(PROBLEM TO SOLVE): Select each line in the material below that contains the word "tree", and copy those lines.

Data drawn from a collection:
[start]

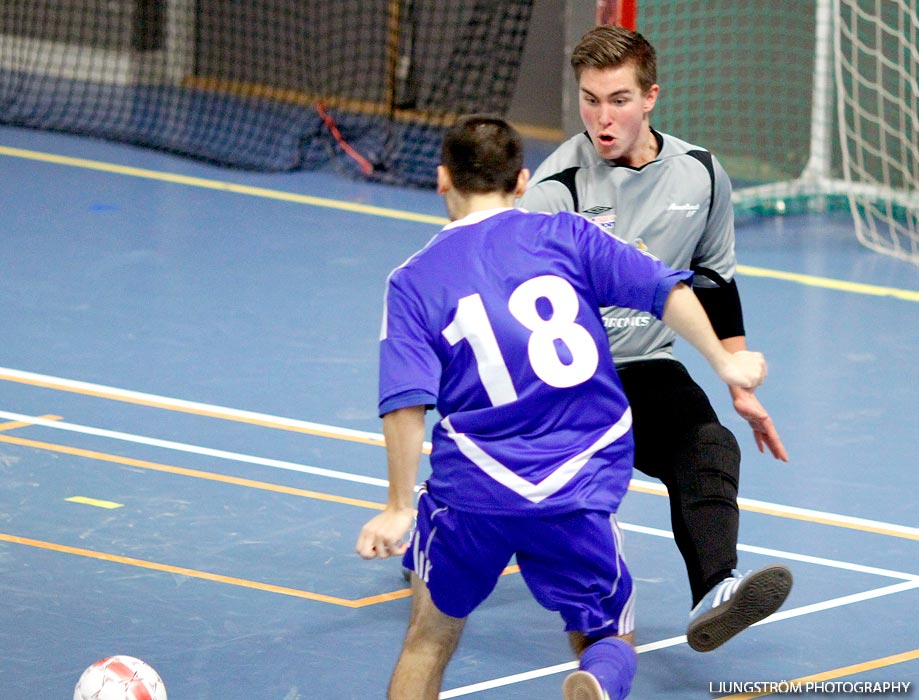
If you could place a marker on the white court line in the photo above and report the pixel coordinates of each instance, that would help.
(767, 552)
(167, 402)
(194, 449)
(225, 413)
(681, 639)
(911, 580)
(822, 516)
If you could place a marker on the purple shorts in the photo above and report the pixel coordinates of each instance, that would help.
(572, 563)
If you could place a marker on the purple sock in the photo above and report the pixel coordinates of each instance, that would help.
(612, 661)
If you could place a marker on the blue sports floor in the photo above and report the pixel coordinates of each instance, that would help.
(189, 445)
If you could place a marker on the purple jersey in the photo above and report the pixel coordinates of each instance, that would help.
(497, 321)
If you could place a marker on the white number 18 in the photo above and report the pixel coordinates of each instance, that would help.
(472, 324)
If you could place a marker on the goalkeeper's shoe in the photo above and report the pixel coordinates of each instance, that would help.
(736, 603)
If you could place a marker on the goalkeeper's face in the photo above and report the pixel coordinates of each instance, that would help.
(616, 112)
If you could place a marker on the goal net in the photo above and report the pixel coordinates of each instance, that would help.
(811, 106)
(366, 85)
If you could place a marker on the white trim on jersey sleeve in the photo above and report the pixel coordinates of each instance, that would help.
(536, 493)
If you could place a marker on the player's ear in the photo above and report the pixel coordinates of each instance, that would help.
(444, 183)
(523, 177)
(650, 97)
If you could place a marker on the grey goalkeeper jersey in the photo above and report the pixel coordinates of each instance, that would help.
(677, 207)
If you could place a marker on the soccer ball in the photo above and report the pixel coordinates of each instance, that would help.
(120, 678)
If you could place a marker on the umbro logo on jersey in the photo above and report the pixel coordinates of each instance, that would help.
(594, 211)
(690, 209)
(600, 216)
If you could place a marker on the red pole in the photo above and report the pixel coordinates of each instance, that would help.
(621, 12)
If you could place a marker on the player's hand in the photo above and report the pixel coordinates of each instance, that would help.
(751, 410)
(744, 368)
(383, 536)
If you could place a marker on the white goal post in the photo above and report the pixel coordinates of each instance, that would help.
(864, 130)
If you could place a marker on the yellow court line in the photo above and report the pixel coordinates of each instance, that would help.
(198, 410)
(271, 588)
(838, 673)
(815, 517)
(97, 502)
(828, 283)
(655, 489)
(205, 575)
(195, 473)
(222, 186)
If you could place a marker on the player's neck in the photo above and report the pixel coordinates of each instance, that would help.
(462, 206)
(645, 151)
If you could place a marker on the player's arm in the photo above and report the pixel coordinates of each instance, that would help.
(749, 408)
(685, 315)
(714, 261)
(383, 535)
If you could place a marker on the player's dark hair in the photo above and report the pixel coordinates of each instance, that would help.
(482, 154)
(609, 46)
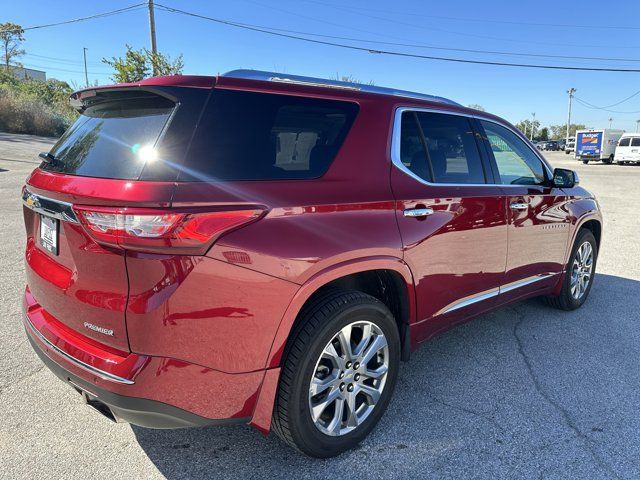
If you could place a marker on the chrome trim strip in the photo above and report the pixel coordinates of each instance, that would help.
(38, 203)
(79, 363)
(323, 82)
(395, 148)
(524, 282)
(417, 212)
(465, 302)
(479, 297)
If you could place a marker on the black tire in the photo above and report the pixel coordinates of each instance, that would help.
(319, 323)
(566, 301)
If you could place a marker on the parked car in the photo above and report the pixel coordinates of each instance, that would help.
(594, 145)
(628, 149)
(264, 248)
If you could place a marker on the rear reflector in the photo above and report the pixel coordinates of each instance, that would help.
(161, 231)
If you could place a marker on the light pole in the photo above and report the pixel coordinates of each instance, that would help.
(86, 76)
(571, 91)
(152, 34)
(533, 125)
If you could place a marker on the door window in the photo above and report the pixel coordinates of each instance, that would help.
(517, 163)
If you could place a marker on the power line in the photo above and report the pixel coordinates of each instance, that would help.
(89, 17)
(435, 47)
(480, 20)
(65, 61)
(269, 31)
(40, 67)
(432, 28)
(588, 105)
(613, 104)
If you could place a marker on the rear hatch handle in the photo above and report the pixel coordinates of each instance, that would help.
(49, 206)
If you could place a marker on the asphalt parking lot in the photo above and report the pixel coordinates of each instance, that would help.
(524, 392)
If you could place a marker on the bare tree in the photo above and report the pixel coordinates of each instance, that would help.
(11, 37)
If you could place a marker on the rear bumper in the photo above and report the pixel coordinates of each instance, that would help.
(121, 408)
(149, 391)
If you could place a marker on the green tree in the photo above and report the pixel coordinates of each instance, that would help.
(137, 65)
(11, 37)
(525, 126)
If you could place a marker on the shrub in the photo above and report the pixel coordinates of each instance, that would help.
(25, 114)
(34, 107)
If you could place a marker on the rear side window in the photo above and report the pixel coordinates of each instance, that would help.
(451, 149)
(257, 136)
(114, 137)
(516, 162)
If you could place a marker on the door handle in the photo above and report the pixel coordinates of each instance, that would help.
(417, 212)
(519, 206)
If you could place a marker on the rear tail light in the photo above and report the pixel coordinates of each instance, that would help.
(161, 231)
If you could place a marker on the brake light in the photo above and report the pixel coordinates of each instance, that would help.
(161, 231)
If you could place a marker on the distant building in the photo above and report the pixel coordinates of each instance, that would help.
(26, 73)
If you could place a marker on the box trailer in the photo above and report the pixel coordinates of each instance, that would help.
(597, 144)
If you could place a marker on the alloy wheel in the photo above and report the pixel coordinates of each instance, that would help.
(349, 378)
(581, 270)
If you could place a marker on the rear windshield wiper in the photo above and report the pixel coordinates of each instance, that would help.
(47, 157)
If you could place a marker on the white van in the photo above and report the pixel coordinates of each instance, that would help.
(628, 149)
(597, 144)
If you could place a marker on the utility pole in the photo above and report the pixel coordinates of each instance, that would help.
(571, 91)
(86, 76)
(533, 125)
(152, 32)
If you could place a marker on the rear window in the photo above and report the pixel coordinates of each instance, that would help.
(114, 137)
(257, 136)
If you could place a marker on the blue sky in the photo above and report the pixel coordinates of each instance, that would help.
(506, 26)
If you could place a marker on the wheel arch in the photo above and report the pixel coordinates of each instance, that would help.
(388, 279)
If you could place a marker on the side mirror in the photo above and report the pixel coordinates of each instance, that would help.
(564, 178)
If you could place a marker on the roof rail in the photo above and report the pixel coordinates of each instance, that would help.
(323, 82)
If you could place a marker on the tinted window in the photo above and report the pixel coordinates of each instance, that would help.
(256, 136)
(517, 163)
(451, 148)
(113, 137)
(412, 150)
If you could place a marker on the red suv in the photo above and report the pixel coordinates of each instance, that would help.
(265, 249)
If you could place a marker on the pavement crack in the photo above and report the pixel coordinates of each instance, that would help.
(485, 416)
(568, 421)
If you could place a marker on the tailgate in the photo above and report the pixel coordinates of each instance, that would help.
(118, 154)
(77, 282)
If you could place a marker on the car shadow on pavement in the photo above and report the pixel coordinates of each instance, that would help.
(526, 390)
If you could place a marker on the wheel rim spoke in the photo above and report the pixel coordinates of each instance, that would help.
(349, 378)
(581, 271)
(379, 342)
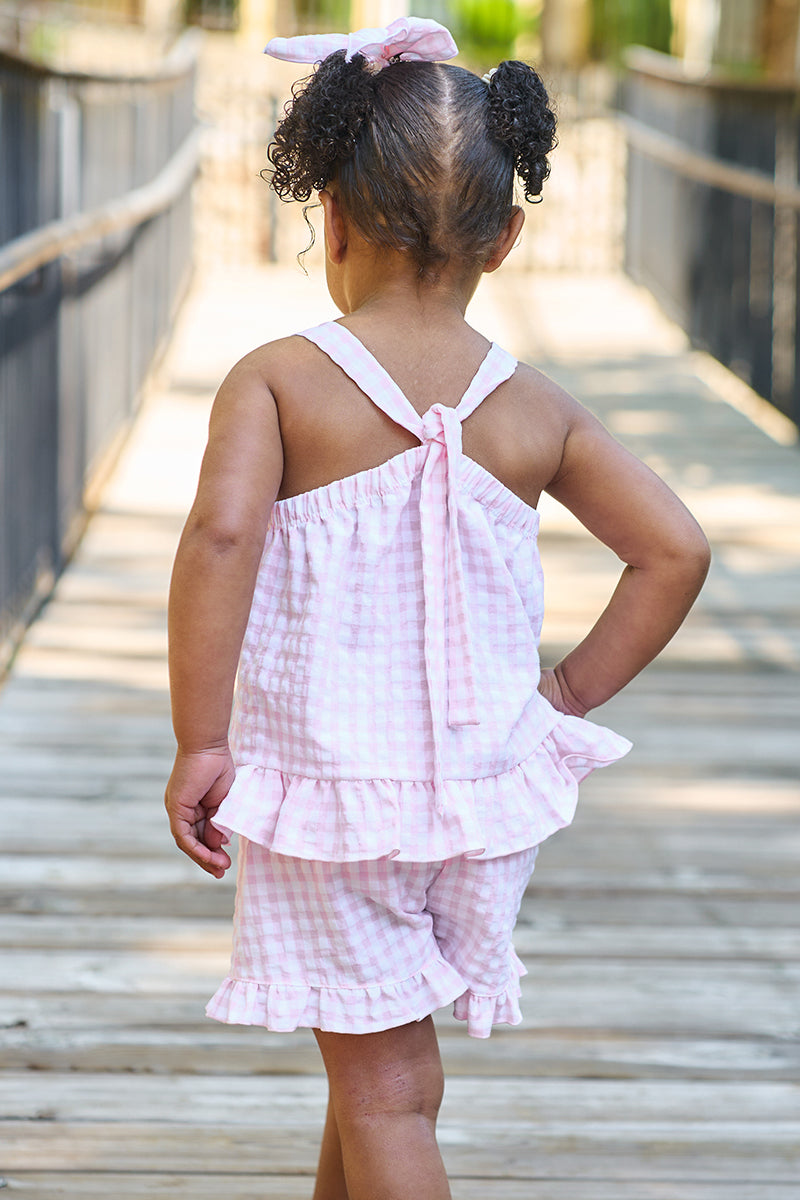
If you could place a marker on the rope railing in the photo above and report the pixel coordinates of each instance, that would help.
(715, 239)
(34, 250)
(95, 255)
(704, 168)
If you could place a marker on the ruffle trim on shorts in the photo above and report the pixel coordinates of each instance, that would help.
(282, 1007)
(353, 820)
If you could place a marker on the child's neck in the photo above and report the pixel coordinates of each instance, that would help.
(390, 291)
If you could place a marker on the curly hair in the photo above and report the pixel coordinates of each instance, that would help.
(422, 155)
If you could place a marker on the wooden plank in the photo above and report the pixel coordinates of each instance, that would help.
(684, 996)
(290, 1101)
(668, 1151)
(270, 1186)
(539, 936)
(716, 999)
(211, 1049)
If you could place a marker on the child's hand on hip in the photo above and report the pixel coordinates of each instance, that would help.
(554, 689)
(197, 787)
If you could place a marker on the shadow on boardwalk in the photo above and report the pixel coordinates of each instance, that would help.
(659, 1054)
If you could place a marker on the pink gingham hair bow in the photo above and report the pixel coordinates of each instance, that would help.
(415, 39)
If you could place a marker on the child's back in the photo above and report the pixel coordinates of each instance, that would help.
(397, 754)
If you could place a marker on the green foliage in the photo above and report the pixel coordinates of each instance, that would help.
(323, 16)
(486, 30)
(620, 23)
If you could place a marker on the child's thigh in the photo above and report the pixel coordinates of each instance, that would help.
(474, 904)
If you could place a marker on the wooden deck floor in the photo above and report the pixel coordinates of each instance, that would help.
(659, 1055)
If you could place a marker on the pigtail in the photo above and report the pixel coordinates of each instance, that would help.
(521, 118)
(320, 126)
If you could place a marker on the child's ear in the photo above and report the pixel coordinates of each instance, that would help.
(335, 227)
(506, 239)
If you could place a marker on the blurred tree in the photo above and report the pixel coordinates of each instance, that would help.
(620, 23)
(486, 30)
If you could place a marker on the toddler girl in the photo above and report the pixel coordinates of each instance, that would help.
(362, 547)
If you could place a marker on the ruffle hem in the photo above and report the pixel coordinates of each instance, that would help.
(354, 820)
(282, 1007)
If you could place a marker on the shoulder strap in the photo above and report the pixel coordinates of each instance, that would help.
(495, 369)
(344, 348)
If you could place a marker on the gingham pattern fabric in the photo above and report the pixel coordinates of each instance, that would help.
(414, 39)
(360, 947)
(392, 610)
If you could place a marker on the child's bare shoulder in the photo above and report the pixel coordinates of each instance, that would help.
(281, 359)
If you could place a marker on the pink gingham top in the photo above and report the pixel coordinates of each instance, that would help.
(386, 702)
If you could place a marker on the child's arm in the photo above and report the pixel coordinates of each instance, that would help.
(632, 511)
(209, 604)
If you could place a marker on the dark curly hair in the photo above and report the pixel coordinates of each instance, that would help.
(422, 155)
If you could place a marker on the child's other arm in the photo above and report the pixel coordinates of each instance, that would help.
(624, 504)
(209, 603)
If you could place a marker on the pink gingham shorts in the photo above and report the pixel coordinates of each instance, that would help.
(368, 946)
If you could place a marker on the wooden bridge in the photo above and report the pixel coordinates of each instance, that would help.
(659, 1054)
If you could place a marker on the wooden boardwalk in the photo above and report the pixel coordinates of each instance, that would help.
(659, 1055)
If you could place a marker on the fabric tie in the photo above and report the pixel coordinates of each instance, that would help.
(447, 636)
(414, 39)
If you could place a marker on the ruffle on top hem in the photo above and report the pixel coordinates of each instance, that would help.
(282, 1007)
(354, 820)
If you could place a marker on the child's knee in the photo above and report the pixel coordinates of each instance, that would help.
(394, 1073)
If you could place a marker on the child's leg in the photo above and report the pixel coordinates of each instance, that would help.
(330, 1182)
(385, 1090)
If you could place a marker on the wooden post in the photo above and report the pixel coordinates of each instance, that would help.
(780, 33)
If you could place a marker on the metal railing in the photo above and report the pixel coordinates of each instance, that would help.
(713, 210)
(95, 251)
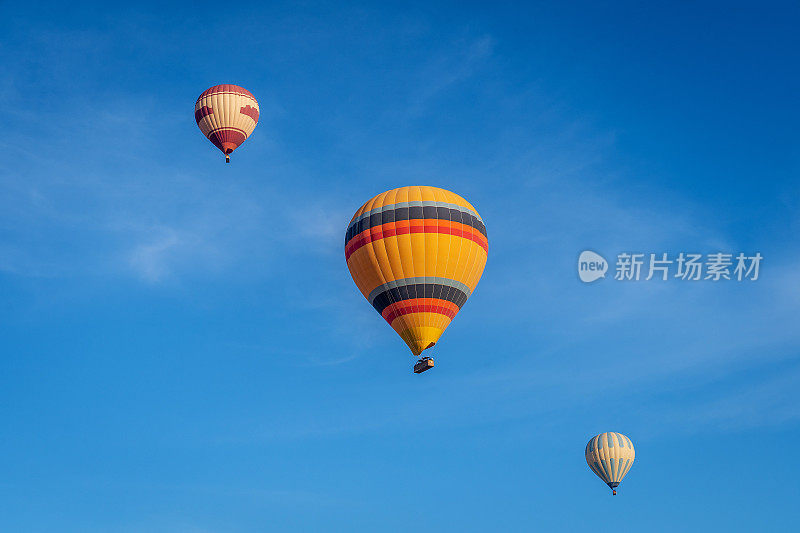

[end]

(RESULT OF THE TASK):
If you could place a marker on the bare tree in the photo above and report the pixel coordinates of each instance, that would help.
If you could place a marker on the green tree in the photo above and report the pixel coordinates of each instance, that would help.
If you could place a marker on the blurred tree in the photo above and report the pixel coordinates of each instance, that would help.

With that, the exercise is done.